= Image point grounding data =
______________________________
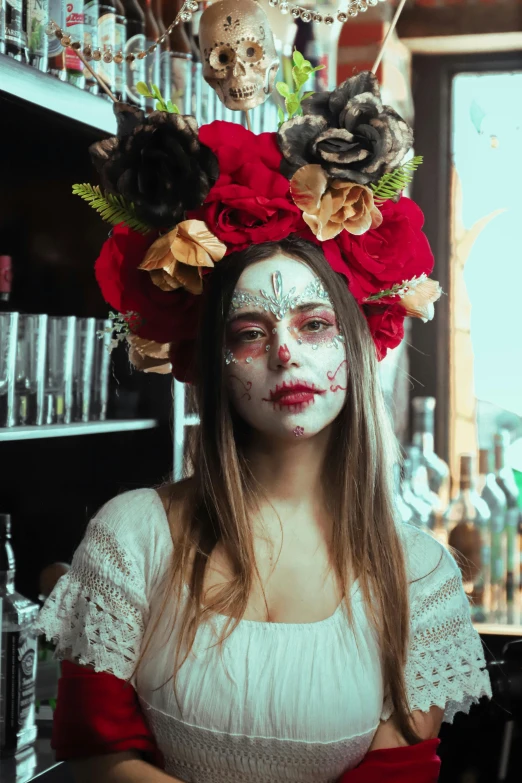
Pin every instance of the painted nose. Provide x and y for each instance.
(238, 69)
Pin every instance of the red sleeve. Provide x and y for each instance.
(409, 764)
(97, 713)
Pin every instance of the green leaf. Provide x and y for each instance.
(142, 88)
(112, 208)
(393, 182)
(298, 58)
(283, 89)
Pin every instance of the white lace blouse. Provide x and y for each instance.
(286, 701)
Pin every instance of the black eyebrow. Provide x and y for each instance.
(298, 309)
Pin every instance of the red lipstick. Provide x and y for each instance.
(293, 393)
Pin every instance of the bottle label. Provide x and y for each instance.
(106, 39)
(20, 657)
(56, 13)
(74, 23)
(166, 81)
(120, 35)
(135, 71)
(36, 21)
(14, 32)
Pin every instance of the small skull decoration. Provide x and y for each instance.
(239, 57)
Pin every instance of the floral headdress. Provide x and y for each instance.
(181, 199)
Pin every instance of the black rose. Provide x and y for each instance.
(348, 132)
(157, 163)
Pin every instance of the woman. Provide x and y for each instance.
(274, 619)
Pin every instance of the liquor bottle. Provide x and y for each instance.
(467, 522)
(181, 61)
(490, 491)
(107, 40)
(90, 39)
(135, 69)
(165, 70)
(120, 38)
(424, 437)
(421, 509)
(15, 35)
(19, 655)
(74, 23)
(506, 481)
(55, 51)
(37, 41)
(6, 279)
(152, 61)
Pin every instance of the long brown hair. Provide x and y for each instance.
(219, 497)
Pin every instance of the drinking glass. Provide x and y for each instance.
(31, 353)
(60, 366)
(8, 339)
(102, 364)
(83, 367)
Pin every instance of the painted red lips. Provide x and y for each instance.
(293, 393)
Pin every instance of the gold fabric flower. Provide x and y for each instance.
(329, 206)
(420, 296)
(176, 260)
(148, 356)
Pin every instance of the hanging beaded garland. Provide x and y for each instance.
(185, 15)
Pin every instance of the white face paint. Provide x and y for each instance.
(285, 358)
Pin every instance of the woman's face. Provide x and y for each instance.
(285, 358)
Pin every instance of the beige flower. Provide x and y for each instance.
(176, 260)
(331, 206)
(148, 356)
(420, 296)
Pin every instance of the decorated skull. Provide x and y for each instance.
(238, 52)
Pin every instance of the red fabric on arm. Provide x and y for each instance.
(97, 713)
(408, 764)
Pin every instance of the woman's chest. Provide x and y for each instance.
(295, 585)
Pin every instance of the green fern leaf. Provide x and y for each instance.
(112, 208)
(393, 182)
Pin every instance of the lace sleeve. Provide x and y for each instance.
(445, 665)
(98, 611)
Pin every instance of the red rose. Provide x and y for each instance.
(250, 203)
(397, 250)
(386, 326)
(165, 316)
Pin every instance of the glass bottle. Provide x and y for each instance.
(506, 481)
(19, 655)
(37, 40)
(15, 35)
(489, 490)
(135, 68)
(165, 70)
(74, 23)
(90, 39)
(421, 510)
(467, 522)
(423, 436)
(152, 61)
(181, 61)
(55, 51)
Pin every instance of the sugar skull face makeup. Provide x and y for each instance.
(285, 358)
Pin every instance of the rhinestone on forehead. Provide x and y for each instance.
(279, 303)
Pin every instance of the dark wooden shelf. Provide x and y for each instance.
(22, 82)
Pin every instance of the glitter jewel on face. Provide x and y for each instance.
(279, 303)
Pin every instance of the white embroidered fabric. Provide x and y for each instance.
(290, 702)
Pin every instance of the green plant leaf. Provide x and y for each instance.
(142, 89)
(283, 89)
(112, 208)
(298, 58)
(393, 182)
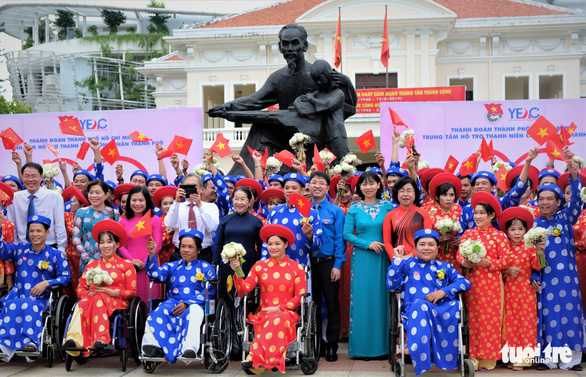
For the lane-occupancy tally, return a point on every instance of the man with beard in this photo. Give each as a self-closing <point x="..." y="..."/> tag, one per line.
<point x="283" y="87"/>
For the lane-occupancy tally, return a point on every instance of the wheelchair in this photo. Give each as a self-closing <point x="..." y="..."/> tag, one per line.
<point x="215" y="340"/>
<point x="307" y="343"/>
<point x="126" y="328"/>
<point x="53" y="319"/>
<point x="397" y="334"/>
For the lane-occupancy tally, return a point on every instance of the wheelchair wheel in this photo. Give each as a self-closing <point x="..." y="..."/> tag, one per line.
<point x="148" y="366"/>
<point x="136" y="323"/>
<point x="62" y="311"/>
<point x="399" y="367"/>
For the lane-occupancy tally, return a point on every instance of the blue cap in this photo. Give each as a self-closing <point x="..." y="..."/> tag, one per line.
<point x="142" y="173"/>
<point x="191" y="233"/>
<point x="111" y="185"/>
<point x="294" y="177"/>
<point x="230" y="178"/>
<point x="484" y="174"/>
<point x="84" y="172"/>
<point x="157" y="177"/>
<point x="276" y="177"/>
<point x="553" y="188"/>
<point x="426" y="233"/>
<point x="395" y="171"/>
<point x="206" y="178"/>
<point x="13" y="179"/>
<point x="37" y="219"/>
<point x="549" y="172"/>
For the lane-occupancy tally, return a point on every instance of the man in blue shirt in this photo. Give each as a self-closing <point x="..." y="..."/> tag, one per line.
<point x="327" y="260"/>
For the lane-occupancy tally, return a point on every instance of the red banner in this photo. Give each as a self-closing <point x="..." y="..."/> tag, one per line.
<point x="369" y="99"/>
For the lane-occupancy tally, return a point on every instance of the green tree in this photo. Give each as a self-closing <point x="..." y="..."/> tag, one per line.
<point x="13" y="107"/>
<point x="113" y="18"/>
<point x="64" y="20"/>
<point x="158" y="20"/>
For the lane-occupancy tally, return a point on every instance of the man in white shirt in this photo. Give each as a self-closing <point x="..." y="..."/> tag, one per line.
<point x="37" y="201"/>
<point x="195" y="214"/>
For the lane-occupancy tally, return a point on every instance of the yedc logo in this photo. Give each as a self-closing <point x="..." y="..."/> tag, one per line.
<point x="93" y="124"/>
<point x="520" y="113"/>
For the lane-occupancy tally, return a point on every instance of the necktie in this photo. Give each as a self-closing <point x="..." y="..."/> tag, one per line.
<point x="191" y="220"/>
<point x="31" y="206"/>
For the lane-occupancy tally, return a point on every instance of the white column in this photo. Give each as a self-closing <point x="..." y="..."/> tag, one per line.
<point x="410" y="58"/>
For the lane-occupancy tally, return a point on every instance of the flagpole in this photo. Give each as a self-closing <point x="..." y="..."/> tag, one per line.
<point x="387" y="67"/>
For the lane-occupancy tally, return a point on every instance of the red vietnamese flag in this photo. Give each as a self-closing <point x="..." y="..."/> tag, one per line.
______________________________
= INSTRUCTIONS FOR THE TASK =
Should there be pictures in the data, leave them out and return the rest exactly.

= ANSWER TO THE PROBLEM =
Pin every instance of the painted nose. Provide x and y for each instance.
(238, 69)
Pin every instance of the red sleeve. Provide x and y for each instance.
(409, 764)
(97, 713)
Pin every instance of the green leaf. Provide x and y for each instance.
(142, 88)
(112, 208)
(393, 182)
(298, 58)
(283, 89)
Pin every instance of the white lace blouse. Provide x and y for each instance.
(286, 701)
Pin every instance of the black eyebrow. Provide x and y for each instance.
(298, 309)
Pin every instance of the red lipstick. Provide x and y for each instance.
(293, 393)
Pin every instance of the bottle label. Provide x and y for each instance.
(106, 39)
(20, 657)
(56, 13)
(74, 23)
(166, 81)
(120, 35)
(135, 71)
(36, 21)
(14, 32)
Pin every instance of the small skull decoration. Provide x and y for each instance.
(239, 57)
Pin every instance of the floral headdress. Provide x and y for each instance.
(181, 199)
Pin every instance of the black rose. Provide x and y for each instance.
(348, 132)
(157, 163)
Pin every instance of the woman. Provide x and y for each instance.
(274, 619)
Pin every instance of the liquor bottle. Provide x and y for each instance.
(467, 522)
(181, 61)
(490, 491)
(107, 40)
(90, 39)
(135, 69)
(165, 70)
(120, 38)
(424, 437)
(421, 509)
(15, 35)
(19, 655)
(74, 23)
(506, 481)
(55, 51)
(37, 41)
(6, 279)
(152, 61)
Pin every instance of the long brown hair. Provide x and y for each instance.
(219, 497)
Pin every instance of the drinking glass. Provide x and y for each instance.
(31, 353)
(60, 366)
(8, 339)
(102, 364)
(83, 367)
Pin every instance of the painted red lips. Provide x and y for each instance.
(293, 393)
Pin every instance of the gold fabric flower. Provide x and y for each instance.
(329, 206)
(420, 296)
(176, 260)
(148, 356)
Pin every instance of the hanging beaded garland. Provide x and y for each instance.
(185, 15)
Pin every instance of the white face paint. Provide x and y for each instance.
(285, 358)
Pin every instance of the woman's face. Provide x and y for each instance.
(285, 358)
Pin every instance of the beige flower. Provide x and y for each instance.
(176, 260)
(331, 206)
(148, 356)
(420, 296)
Pin every instance of the decorated skull. Provide x and y for each instance.
(238, 52)
Pin every instance of the red fabric on arm. Provide x and y for each instance.
(97, 713)
(408, 764)
Pin every instance of the woman's chest. Provide x and y for each instance.
(295, 585)
Pin every instance of the green fern leaf. Provide x and y for each instance.
(112, 208)
(393, 182)
Pin every instance of the lace sleeve. Provide x and y for each instance.
(445, 665)
(98, 611)
Pin every instance of the red rose. Provide x and y for each instance.
(250, 203)
(397, 250)
(386, 326)
(165, 316)
Pin every instance of the glass bottle. Provide x and y for each instance.
(506, 481)
(19, 655)
(37, 40)
(15, 35)
(489, 490)
(135, 68)
(165, 70)
(74, 23)
(90, 39)
(421, 510)
(467, 522)
(423, 436)
(152, 61)
(181, 61)
(55, 51)
Pin every instance of the sugar skull face makeup. Provide x and y for each instance.
(285, 358)
Pin every instance of the rhinestone on forehead. Provide x and y for each instance.
(279, 303)
Pin every instance of the dark wooden shelf. Provide x and y for each instance.
(22, 82)
Pin every instance of the glitter jewel on face. Provide x and y for each instance.
(279, 303)
Pin every instance of the white embroidered fabric. Provide x and y for each instance.
(290, 702)
Pin every instance of the green plant leaf. Provide x and y for each instance.
(142, 89)
(283, 89)
(112, 208)
(298, 58)
(393, 182)
For the lane-occupancy tally, return a point on every instance of the man with beard in this photo. Give each as a self-closing <point x="..." y="..."/> tag, one per line.
<point x="283" y="87"/>
For the lane-occupancy tally, return a point on every instance of the wheelchair in this photo. Give each as a self-closing <point x="..." y="..."/> tag, one per line.
<point x="215" y="340"/>
<point x="307" y="343"/>
<point x="126" y="328"/>
<point x="53" y="319"/>
<point x="397" y="334"/>
For the lane-occupancy tally, return a point on every instance of the wheelchair wheel in this photo. Give each as a self-closing <point x="..." y="..."/> tag, one per line.
<point x="148" y="366"/>
<point x="136" y="323"/>
<point x="62" y="311"/>
<point x="399" y="367"/>
For the lane-occupancy tally, return a point on every instance of the blue cap in this photo. Give each as a self-closing <point x="..." y="..."/> tag, one per line.
<point x="142" y="173"/>
<point x="191" y="233"/>
<point x="111" y="185"/>
<point x="294" y="177"/>
<point x="230" y="178"/>
<point x="484" y="174"/>
<point x="84" y="172"/>
<point x="157" y="177"/>
<point x="276" y="177"/>
<point x="553" y="188"/>
<point x="426" y="233"/>
<point x="395" y="171"/>
<point x="206" y="178"/>
<point x="13" y="179"/>
<point x="37" y="219"/>
<point x="549" y="172"/>
For the lane-occupancy tally, return a point on every instance of the man in blue shirt in this photo. Give each as a self-closing <point x="..." y="..."/> tag, one per line.
<point x="327" y="260"/>
For the lane-occupancy tally, return a point on every instance of the red banner in this photo. Give each as a self-closing <point x="..." y="..."/> tag, one per line.
<point x="369" y="99"/>
For the lane-occupancy tally, return a point on every instance of the green tree in this photo. Give each as a self-closing <point x="..." y="..."/> tag, one per line.
<point x="13" y="107"/>
<point x="113" y="18"/>
<point x="64" y="20"/>
<point x="158" y="20"/>
For the lane-occupancy tally, return a point on every instance of the man in white shirt in this photo. Give each as a self-closing <point x="..." y="..."/> tag, one per line.
<point x="37" y="201"/>
<point x="195" y="214"/>
For the lane-occupancy tally, return a point on every instance of the yedc logo in this photo. Give each as a self-closing <point x="..." y="..."/> tag, one per line.
<point x="93" y="124"/>
<point x="520" y="113"/>
For the lane-occupancy tally, return a point on every instance of the necktie in this photo. Give each as a self-closing <point x="..." y="..."/> tag, one per line.
<point x="191" y="220"/>
<point x="31" y="206"/>
For the lane-occupancy tally, return a point on every instance of the white column in this photo. Give each as a self-closing <point x="..." y="..."/> tag, one per line.
<point x="410" y="58"/>
For the lane-occupancy tally, return a point on every instance of the flagpole in this photo. Give each as a self-closing <point x="..." y="..."/> tag, one per line.
<point x="387" y="67"/>
For the lane-occupancy tally, return a point on every instance of the red vietnamese flag in this photo. Give each as a self-closing <point x="..." y="..."/> tag, one per line.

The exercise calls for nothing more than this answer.